Page excerpt:
::::::

For those of you who dream of sailing the world or need motivation to do something extra special and exciting with your life! After 30 years of dreaming, then the process of building our boat, we finally did it! (and cant wait for our next voyage.....)
Email Linda if you would like a copy! $39.95 plus postage.


by Fred Lane
Date Added: Monday 23 May, 2011

What happens when a free spirited, sunny, people minded soul meets a pragmatic, resourceful partner with an equally unfettered approach to life? One outcome is revealed in the pages of this book.

Bill and Linda Anderson have in some ways lived with convention by raising a family in modern Australian tradition, but when the surface is scratched, the unshakeable thirst for adventure and experience is clearly evident. To date, their circumnavigation of the globe has been the highlight.

This was no act of spontaneity, but the fruits of a 30 year dream which took 16 years of preparation. With few resources, they built a 13.7 metre plywood yacht in their back garden; launched it in Mooloolaba, Queensland, Australia; and embarked on a two year odyssey.

The author writes with a love of the moment. They meet lifestyles far different to the Australian norm, and she absorbs the experiences with a passion, free from prejudice or judgment. They go to places not favored by cruise ships and live life in sympathy with their host countries. The book is characterized by additions of her artwork and warm quotes which sum up her zest for life experience.

Friendships made along the way include those with fellow yachties, who share the common dream. We are given insight into how such adventurers eat, sleep, and enjoy a party. They always seem to have something to celebrate.

Life is not always rosy. In order to fulfill the dream, she has to live with separation from her family, including grandchildren, which are always in her thoughts. She is also proof that you can never conquer sea sickness. It may be kept under control - and the author is an authority on how to do this - but sometimes you just live with it.

She has left us at the end with the fire still burning. Throwing the next log is not too far away
Rating: [ 5 of 5 Stars!]

by Kirsty Watson
Date Added: Monday 16 May, 2011

Well written adventure sail with Linda and Bill...very inspirational and easy to read account of their sailing and land adventures.
Rating: [ 5 of 5 Stars!]

by Ngaire Vernal
Date Added: Monday 16 May, 2011

I loved being "on Board" with Linda & Bill as they discovered small island communities and helped the local people, especially the children, in their journey around the world.

There was such a sense of 'being with them' in all their endeavours and I learned so much about people in places I hadn't heard of.

::::::

Data:
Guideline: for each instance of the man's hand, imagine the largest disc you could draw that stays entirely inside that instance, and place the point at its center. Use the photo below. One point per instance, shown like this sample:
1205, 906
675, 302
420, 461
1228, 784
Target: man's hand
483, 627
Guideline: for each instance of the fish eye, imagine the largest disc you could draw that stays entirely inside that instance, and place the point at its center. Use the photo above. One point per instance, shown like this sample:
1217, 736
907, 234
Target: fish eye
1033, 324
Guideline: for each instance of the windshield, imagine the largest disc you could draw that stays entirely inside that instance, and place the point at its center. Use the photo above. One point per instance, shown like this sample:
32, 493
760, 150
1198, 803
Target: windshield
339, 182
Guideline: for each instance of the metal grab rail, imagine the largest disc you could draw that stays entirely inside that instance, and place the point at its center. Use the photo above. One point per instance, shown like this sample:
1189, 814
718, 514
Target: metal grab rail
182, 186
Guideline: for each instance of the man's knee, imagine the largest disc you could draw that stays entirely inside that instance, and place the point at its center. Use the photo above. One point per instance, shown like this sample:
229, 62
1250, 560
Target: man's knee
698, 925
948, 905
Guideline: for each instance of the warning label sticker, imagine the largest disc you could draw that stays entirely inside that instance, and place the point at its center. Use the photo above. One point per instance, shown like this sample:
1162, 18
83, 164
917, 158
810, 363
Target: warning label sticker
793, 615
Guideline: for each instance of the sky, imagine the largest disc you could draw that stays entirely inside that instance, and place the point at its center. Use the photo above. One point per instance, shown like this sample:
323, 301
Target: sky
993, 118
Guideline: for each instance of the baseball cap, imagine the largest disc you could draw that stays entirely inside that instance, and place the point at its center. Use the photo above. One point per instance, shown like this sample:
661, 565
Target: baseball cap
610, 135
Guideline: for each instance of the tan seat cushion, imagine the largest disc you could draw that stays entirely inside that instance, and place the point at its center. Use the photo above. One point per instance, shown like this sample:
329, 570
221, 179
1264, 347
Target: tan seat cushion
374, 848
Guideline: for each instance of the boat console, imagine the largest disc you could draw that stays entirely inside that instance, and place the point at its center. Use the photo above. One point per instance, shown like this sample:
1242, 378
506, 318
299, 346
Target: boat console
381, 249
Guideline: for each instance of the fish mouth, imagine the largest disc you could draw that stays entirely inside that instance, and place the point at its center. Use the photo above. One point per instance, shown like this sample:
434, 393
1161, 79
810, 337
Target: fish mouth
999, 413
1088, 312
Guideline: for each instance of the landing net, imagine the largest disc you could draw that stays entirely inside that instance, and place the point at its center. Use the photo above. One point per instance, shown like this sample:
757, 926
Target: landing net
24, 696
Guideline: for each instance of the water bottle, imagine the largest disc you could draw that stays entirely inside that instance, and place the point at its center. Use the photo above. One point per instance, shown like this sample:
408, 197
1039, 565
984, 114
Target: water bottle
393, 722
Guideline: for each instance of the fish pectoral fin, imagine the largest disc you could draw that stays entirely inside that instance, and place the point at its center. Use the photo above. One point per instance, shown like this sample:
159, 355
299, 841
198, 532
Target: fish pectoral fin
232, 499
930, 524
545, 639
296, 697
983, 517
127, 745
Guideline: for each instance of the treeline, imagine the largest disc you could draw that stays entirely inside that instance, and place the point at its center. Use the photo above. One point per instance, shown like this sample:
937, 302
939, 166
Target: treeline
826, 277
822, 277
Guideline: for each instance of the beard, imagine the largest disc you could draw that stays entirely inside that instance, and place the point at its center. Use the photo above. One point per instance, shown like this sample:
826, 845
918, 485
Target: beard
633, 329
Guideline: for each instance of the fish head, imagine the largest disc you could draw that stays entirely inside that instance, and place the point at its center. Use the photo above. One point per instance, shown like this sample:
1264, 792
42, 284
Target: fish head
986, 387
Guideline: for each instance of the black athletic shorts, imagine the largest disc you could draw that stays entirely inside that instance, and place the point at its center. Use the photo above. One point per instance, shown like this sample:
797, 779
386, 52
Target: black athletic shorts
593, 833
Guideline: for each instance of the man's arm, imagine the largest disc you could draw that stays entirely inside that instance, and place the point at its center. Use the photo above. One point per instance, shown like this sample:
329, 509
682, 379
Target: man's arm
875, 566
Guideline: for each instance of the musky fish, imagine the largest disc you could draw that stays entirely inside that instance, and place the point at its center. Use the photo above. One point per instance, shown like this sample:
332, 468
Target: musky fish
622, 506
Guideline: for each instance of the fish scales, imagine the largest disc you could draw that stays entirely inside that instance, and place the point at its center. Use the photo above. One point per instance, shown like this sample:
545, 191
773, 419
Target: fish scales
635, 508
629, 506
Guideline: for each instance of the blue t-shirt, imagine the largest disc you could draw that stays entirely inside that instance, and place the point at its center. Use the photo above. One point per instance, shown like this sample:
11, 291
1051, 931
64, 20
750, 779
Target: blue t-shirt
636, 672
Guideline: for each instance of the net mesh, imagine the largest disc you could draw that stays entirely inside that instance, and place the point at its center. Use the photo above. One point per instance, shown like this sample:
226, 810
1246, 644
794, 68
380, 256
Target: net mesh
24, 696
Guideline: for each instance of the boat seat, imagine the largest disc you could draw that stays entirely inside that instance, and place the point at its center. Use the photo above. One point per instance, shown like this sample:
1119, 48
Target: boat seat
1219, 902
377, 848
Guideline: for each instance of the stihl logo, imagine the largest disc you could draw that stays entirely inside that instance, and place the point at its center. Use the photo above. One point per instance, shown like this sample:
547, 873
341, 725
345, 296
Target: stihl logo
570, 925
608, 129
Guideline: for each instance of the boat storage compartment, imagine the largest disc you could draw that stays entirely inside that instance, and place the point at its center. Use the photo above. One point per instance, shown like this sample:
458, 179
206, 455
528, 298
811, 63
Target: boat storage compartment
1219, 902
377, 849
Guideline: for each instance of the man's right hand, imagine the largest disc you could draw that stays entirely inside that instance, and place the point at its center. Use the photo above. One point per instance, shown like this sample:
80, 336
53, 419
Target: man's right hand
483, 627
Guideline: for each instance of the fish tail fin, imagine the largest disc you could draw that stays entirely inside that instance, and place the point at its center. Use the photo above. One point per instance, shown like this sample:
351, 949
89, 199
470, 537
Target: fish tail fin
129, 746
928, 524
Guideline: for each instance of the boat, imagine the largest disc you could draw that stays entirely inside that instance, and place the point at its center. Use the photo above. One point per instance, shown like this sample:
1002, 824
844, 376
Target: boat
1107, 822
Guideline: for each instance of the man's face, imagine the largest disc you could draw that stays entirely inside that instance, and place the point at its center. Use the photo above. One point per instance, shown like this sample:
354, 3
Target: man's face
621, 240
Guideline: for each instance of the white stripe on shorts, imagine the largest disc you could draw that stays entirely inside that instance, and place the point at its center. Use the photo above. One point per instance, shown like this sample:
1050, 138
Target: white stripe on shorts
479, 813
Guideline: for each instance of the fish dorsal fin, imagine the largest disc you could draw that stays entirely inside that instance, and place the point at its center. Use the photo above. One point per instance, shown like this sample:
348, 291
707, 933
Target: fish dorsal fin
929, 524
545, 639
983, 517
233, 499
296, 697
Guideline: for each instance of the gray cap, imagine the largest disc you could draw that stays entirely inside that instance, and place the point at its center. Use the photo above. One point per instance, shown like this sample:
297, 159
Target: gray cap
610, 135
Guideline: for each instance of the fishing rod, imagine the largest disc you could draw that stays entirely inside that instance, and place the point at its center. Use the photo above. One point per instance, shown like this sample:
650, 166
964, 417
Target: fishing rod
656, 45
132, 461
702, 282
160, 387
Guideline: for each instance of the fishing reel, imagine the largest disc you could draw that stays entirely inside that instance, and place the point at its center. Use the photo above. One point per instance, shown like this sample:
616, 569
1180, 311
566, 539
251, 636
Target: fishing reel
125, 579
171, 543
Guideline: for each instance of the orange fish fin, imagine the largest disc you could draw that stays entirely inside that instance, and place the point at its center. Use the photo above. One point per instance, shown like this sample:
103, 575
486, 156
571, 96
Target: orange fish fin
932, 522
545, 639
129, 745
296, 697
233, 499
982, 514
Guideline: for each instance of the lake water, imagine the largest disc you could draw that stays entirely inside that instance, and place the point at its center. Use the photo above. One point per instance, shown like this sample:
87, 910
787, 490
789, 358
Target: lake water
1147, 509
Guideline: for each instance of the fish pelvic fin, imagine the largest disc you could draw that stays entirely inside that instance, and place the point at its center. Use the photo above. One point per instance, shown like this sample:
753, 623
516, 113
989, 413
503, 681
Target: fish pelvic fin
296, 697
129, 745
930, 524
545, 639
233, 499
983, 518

::::::

What is being asked:
According to the book page, where did Bill and Linda Anderson launch the yacht they built? The rows are separate material and have nothing to do with the book page.

Exercise answer:
Mooloolaba, Queensland, Australia.